Text shown |
--- begin ---
Former EPA official questions review process during transition to new “regulatory czar” at OIRA.
In his revealing new book about his nearly four years as President Barack Obama’s “regulatory czar,” Harvard Law School professor Cass Sunstein describes a striking moment: “After I had been in the job for a few years, a Cabinet member showed up at my office and told my chief of staff, ‘I work for Cass Sunstein.’ Of course that wasn’t true – but still.”
But still, indeed. Sunstein’s book, Simpler: The Future of Government, makes clear just how much power the Administrator of the Office of Information and Regulatory Affairs (OIRA) wields in this administration. As I have written elsewhere, Sunstein informs us that, as OIRA Administrator, he had the power to “say no to members of the president’s Cabinet;” to deposit “highly touted rules, beloved by regulators, onto the shit list;” to make sure that some rules “never saw the light of day;” to impose cost-benefit analysis “wherever the law allowed”; and to transform cost-benefit analysis from an analytical tool into a “rule of decision,” meaning that “[a]gencies could not go forward” if their rules flunked OIRA’s cost-benefit test.
As Sunstein’s statements attest, the person who leads OIRA is, in the rulemaking domain, effectively the boss of members of the President’s Cabinet. The head of OIRA determines which rules go to OIRA, what changes the rules will undergo before issuance, and indeed whether some rules will be issued at all. Rules that make OIRA’s “shit list,” to use Sunstein’s term, simply stay at OIRA indefinitely. Twenty-four of the 149 rules under review as of April 26, 2013, have been at OIRA since 2011. Three rules have been there since 2010. Three important rules on food safety, required by legislation signed into law by President Obama himself, have been trapped at OIRA for many months. A whole group of energy efficiency rules has languished at OIRA for years. None of these rules will see the light of day without OIRA’s say-so.
--- end ---
Raw data |
--- begin ---
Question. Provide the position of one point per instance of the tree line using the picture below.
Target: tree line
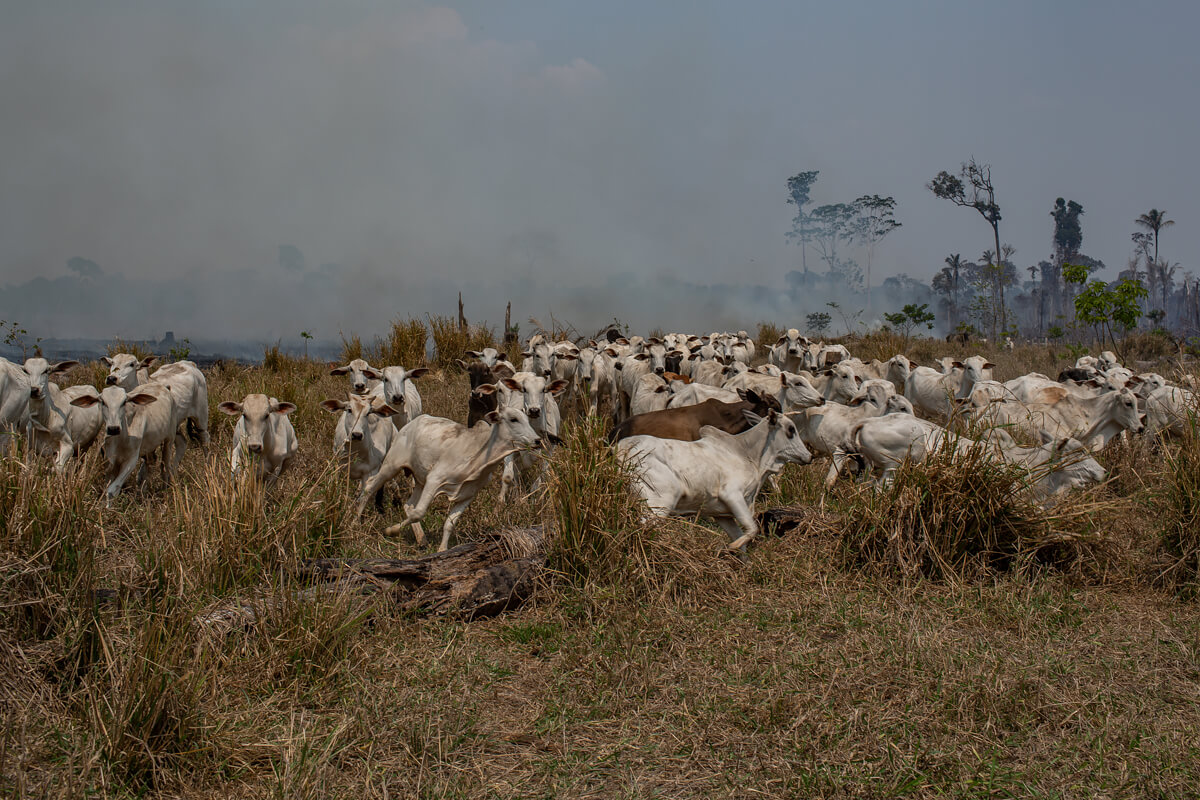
(990, 294)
--- end ---
Required tasks |
1. In the text on OIRA review, transcribe the passage that begins at the words "But still, indeed." and stops after the words "OIRA’s cost-benefit test.".
2. Using the text on OIRA review, answer each question:
(a) What is the title of Sunstein's book?
(b) Of the rules under review as of April 26, 2013, how many had been at OIRA since 2011?
(c) At which law school is Sunstein a professor?
3. Decide whether each statement agrees with the text on OIRA review:
(a) Sunstein served as the regulatory czar for nearly four years.
(b) Sunstein says the Cabinet member's claim to work for him was true.
(c) The text says a whole group of energy efficiency rules has been at OIRA for years.

Responses to the tasks |
1.
But still, indeed. Sunstein’s book, Simpler: The Future of Government, makes clear just how much power the Administrator of the Office of Information and Regulatory Affairs (OIRA) wields in this administration. As I have written elsewhere, Sunstein informs us that, as OIRA Administrator, he had the power to “say no to members of the president’s Cabinet;” to deposit “highly touted rules, beloved by regulators, onto the shit list;” to make sure that some rules “never saw the light of day;” to impose cost-benefit analysis “wherever the law allowed”; and to transform cost-benefit analysis from an analytical tool into a “rule of decision,” meaning that “[a]gencies could not go forward” if their rules flunked OIRA’s cost-benefit test.

2.
(a) Simpler: The Future of Government
(b) Twenty-four of the 149
(c) Harvard Law School

3.
(a) Yes: "his nearly four years as President Barack Obama’s “regulatory czar,”"
(b) No: "Of course that wasn’t true"
(c) Yes: "A whole group of energy efficiency rules has languished at OIRA for years."